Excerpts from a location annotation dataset

## start

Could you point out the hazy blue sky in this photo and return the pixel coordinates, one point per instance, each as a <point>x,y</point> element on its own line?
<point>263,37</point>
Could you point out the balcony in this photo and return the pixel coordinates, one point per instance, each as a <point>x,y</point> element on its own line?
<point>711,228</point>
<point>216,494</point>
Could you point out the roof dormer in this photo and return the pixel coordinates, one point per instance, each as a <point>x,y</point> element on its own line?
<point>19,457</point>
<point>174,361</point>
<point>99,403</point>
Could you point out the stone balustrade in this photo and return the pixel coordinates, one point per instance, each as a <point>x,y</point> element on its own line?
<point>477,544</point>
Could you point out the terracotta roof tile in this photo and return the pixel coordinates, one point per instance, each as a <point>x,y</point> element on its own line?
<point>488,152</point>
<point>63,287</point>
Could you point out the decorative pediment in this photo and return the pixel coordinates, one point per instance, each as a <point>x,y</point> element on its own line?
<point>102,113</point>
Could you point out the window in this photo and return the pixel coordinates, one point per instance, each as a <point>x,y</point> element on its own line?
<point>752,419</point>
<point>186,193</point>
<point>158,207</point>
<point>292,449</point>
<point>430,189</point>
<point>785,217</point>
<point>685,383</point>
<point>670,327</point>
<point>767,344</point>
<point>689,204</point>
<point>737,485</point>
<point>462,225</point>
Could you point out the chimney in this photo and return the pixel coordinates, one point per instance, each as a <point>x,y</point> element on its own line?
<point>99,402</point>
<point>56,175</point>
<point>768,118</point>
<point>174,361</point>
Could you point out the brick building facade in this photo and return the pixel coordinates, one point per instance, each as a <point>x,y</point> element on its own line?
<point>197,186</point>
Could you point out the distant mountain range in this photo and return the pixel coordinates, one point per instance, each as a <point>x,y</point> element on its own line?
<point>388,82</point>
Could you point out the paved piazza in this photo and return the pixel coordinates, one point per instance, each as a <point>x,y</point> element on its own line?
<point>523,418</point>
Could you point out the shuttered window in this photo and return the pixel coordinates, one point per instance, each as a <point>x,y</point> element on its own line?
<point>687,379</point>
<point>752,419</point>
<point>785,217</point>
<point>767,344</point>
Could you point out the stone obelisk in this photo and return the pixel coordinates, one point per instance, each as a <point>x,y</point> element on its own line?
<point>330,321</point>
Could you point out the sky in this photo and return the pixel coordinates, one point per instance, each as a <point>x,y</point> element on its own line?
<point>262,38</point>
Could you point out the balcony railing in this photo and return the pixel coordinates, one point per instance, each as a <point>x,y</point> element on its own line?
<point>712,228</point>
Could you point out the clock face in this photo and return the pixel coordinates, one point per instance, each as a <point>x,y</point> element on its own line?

## end

**Challenge**:
Convert all of the records above into a numbered list with one line per item, omitting any blank lines.

**Exercise answer**:
1. Could you point out the hazy blue sky in this photo and return the pixel coordinates, one point per instance, each as a <point>x,y</point> element on its own line?
2. <point>263,37</point>
3. Could you point out the balcony in this photo and return the pixel coordinates, one point per instance, each as a <point>x,y</point> element on its own line?
4. <point>711,228</point>
5. <point>216,494</point>
6. Could you point out the roof dormer in this photo and return the pixel coordinates, one point per instance, each as a <point>x,y</point> element on its own line?
7. <point>19,457</point>
8. <point>174,361</point>
9. <point>99,403</point>
10. Could you point out the stone balustrade in this photo and return the pixel coordinates, one point per instance, each as a <point>x,y</point> element on its own line?
11. <point>477,544</point>
12. Could you point out the terracotta roof tile in this photo and return the pixel coordinates, one point per instance, each as a <point>x,y</point> element on its own line?
13. <point>488,152</point>
14. <point>63,287</point>
15. Could you point out the decorative pediment in this photo and return the pixel coordinates, one point per instance, each as a <point>x,y</point> element on its own line?
16. <point>102,113</point>
17. Could you point out the window in this photo and return the pixel coordinates, one point per instance, each as a <point>x,y</point> element on its own line?
18. <point>752,419</point>
19. <point>186,193</point>
20. <point>158,207</point>
21. <point>292,449</point>
22. <point>430,189</point>
23. <point>785,217</point>
24. <point>685,383</point>
25. <point>670,327</point>
26. <point>767,344</point>
27. <point>689,204</point>
28. <point>737,485</point>
29. <point>462,225</point>
30. Could you point out the chimney in this photo and return the pixel coordinates, one point per instance, each as a <point>x,y</point> element on its own line?
31. <point>99,402</point>
32. <point>56,175</point>
33. <point>768,118</point>
34. <point>174,361</point>
35. Could you point out the brick building facade in this photo and return the pixel coordinates, one point per instance, each as a <point>x,y</point> element on its own line?
36. <point>197,186</point>
37. Could you point out the distant mountain range in this photo and return the pixel coordinates, one point per instance, each as a <point>x,y</point> element on its own line?
38. <point>388,82</point>
39. Could you point out the paved piazza in this photo and return the pixel coordinates, one point per instance, each as a <point>x,y</point> element on its own line?
40. <point>523,418</point>
41. Could you point out the shuttered window in this photo and return the pixel coordinates, one point per instance, each as a <point>x,y</point> element on its own line?
42. <point>687,379</point>
43. <point>752,419</point>
44. <point>785,217</point>
45. <point>767,344</point>
46. Could you point out the stone obelisk in this photo and return the pixel coordinates, one point per instance, each as a <point>x,y</point> element on its own line?
47. <point>330,321</point>
48. Could you point out the sky in this photo and return the pixel coordinates, one point per instance, each as a <point>x,y</point> element on its own line?
49. <point>262,38</point>
50. Could you point out the balcony railing in this photo and return the pixel coordinates, one point per instance, each as a <point>x,y</point> element on its own line?
51. <point>712,228</point>
52. Could you point out the clock face in this photo and return the pixel coordinates, one point per instance, each as a <point>x,y</point> element on its own line?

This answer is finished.